## BUT DE L'EXERCICE
Recopiez à l'identique, s'il vous plaît, tout le passage du texte ci-dessous sur les comptes de la CGT, depuis « Au 49ème congrès » jusqu'à « avec des dérogations. ».

## TEXTE PRÉSENTÉ
- - - -
Au 49ème congrès confédéral, le 8 décembre, le trésorier de la CGT a donné lecture des comptes de la Confédération. La loi du 20 août 2008 fait obligation aux organisations syndicales de publier des comptes certifiés. Cette obligation va s'appliquer de manière progressive du niveau confédéral jusqu'au niveau du syndicat, avec des dérogations.
Seules seront obligées de publier leurs comptes les structures affichant un budget de plus de 230 000 €. La CGT, a affirmé Michel Doneddu, administrateur de la CGT (c’est-à-dire trésorier confédéral), a fait pression sur le ministère du travail pour que les décrets d’application retiennent ce seuil au lieu de celui de 153 000 euros initialement prévu. En pratique, les organisations affichant un budget de moins de 2000 euros annuels pourront se limiter à une comptabilité recettes-dépenses et en rendre compte à l’inspection du travail ou seulement la publier sur leur site internet. Ceci devrait concerner un bon nombre de syndicats d’entreprise. Entre 2000 et 230 000 euros, les organisations devront établir une comptabilité simplifiée, ce qui sera le cas de la plupart des unions départementales. Les fédérations et la confédération, dont le budget est supérieur à 230 000 euros, devront faire certifier leur comptabilité et la faire publier au journal officiel.
- - - -
Entrées d'annotation de la position des objets
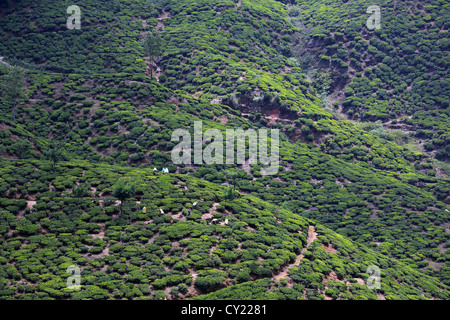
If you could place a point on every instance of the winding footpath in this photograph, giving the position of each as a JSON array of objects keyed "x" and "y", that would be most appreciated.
[{"x": 312, "y": 235}]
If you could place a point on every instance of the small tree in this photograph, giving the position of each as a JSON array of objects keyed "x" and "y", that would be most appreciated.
[
  {"x": 152, "y": 46},
  {"x": 11, "y": 87},
  {"x": 79, "y": 191},
  {"x": 233, "y": 177},
  {"x": 123, "y": 190},
  {"x": 54, "y": 154}
]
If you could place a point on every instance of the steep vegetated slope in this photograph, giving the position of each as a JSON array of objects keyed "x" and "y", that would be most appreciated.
[
  {"x": 230, "y": 64},
  {"x": 397, "y": 74},
  {"x": 183, "y": 251}
]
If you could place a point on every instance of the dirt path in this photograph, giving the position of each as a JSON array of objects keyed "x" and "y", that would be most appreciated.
[{"x": 312, "y": 235}]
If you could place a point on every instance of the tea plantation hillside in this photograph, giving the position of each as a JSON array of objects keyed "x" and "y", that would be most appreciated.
[
  {"x": 363, "y": 173},
  {"x": 397, "y": 74},
  {"x": 161, "y": 245}
]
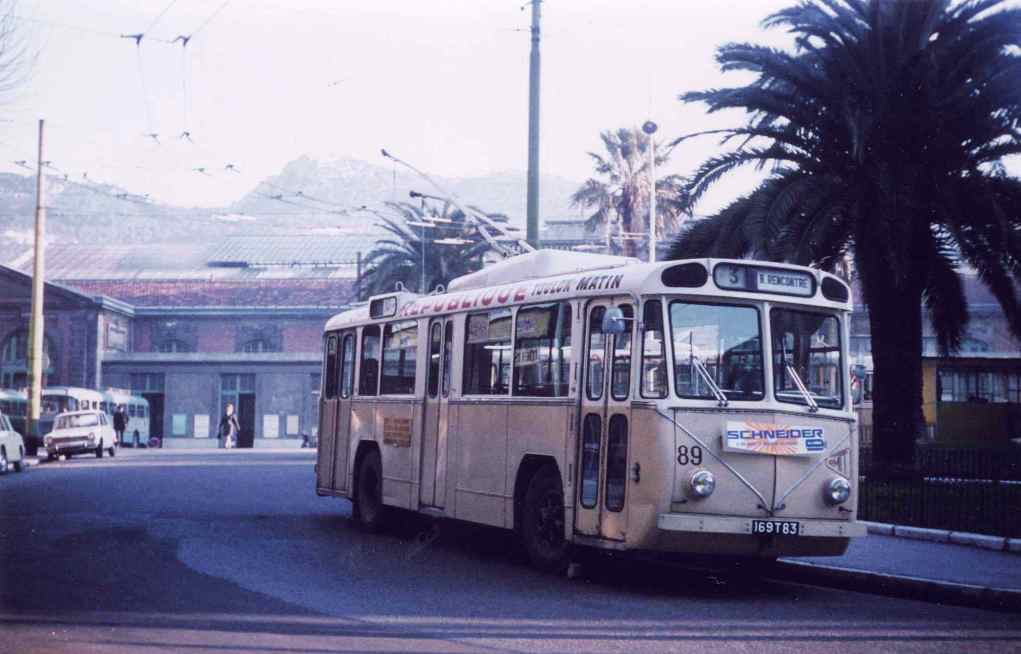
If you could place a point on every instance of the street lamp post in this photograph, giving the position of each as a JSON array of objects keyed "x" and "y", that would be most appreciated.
[{"x": 649, "y": 128}]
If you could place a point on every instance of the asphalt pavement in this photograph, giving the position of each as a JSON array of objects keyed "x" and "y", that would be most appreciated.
[{"x": 233, "y": 551}]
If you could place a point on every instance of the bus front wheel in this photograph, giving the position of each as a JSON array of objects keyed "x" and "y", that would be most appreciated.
[
  {"x": 542, "y": 521},
  {"x": 369, "y": 508}
]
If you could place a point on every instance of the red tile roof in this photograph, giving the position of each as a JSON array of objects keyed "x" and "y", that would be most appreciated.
[{"x": 248, "y": 293}]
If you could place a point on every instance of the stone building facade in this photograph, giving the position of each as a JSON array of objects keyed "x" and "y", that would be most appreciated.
[{"x": 204, "y": 330}]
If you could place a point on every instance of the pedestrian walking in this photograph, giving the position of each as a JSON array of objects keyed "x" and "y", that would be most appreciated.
[
  {"x": 229, "y": 426},
  {"x": 120, "y": 424}
]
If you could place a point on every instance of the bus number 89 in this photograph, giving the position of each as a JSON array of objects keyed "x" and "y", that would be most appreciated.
[{"x": 692, "y": 455}]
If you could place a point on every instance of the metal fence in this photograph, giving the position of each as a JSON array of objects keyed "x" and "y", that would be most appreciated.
[{"x": 961, "y": 490}]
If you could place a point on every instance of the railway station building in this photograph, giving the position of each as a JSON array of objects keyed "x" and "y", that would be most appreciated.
[{"x": 190, "y": 328}]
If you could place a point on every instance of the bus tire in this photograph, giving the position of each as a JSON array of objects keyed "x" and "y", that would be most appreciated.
[
  {"x": 369, "y": 509},
  {"x": 542, "y": 521}
]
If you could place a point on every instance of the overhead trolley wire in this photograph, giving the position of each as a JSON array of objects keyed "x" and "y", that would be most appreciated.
[{"x": 159, "y": 17}]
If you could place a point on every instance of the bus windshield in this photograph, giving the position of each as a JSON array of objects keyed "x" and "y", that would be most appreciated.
[
  {"x": 723, "y": 342},
  {"x": 807, "y": 345}
]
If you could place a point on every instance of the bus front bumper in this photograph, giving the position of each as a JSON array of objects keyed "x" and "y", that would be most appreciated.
[{"x": 810, "y": 527}]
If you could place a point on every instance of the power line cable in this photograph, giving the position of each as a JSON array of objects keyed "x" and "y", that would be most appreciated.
[
  {"x": 209, "y": 18},
  {"x": 159, "y": 17}
]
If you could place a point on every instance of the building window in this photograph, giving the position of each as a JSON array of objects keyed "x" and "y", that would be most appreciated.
[
  {"x": 14, "y": 366},
  {"x": 147, "y": 383},
  {"x": 233, "y": 388},
  {"x": 977, "y": 385}
]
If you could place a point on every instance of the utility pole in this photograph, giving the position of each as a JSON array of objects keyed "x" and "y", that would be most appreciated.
[
  {"x": 649, "y": 129},
  {"x": 36, "y": 331},
  {"x": 532, "y": 232}
]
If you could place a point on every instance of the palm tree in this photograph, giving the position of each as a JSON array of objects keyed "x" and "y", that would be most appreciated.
[
  {"x": 883, "y": 133},
  {"x": 621, "y": 193},
  {"x": 399, "y": 257}
]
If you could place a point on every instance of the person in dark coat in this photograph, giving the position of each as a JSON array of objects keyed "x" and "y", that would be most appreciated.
[
  {"x": 229, "y": 426},
  {"x": 120, "y": 423}
]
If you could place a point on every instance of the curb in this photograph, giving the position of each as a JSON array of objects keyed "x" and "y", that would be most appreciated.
[
  {"x": 994, "y": 543},
  {"x": 905, "y": 587}
]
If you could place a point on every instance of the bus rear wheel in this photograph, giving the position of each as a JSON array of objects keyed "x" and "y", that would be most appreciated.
[
  {"x": 542, "y": 521},
  {"x": 370, "y": 511}
]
- - - -
## RÉSULTAT ATTENDU
Au 49ème congrès confédéral, le 8 décembre, le trésorier de la CGT a donné lecture des comptes de la Confédération. La loi du 20 août 2008 fait obligation aux organisations syndicales de publier des comptes certifiés. Cette obligation va s'appliquer de manière progressive du niveau confédéral jusqu'au niveau du syndicat, avec des dérogations.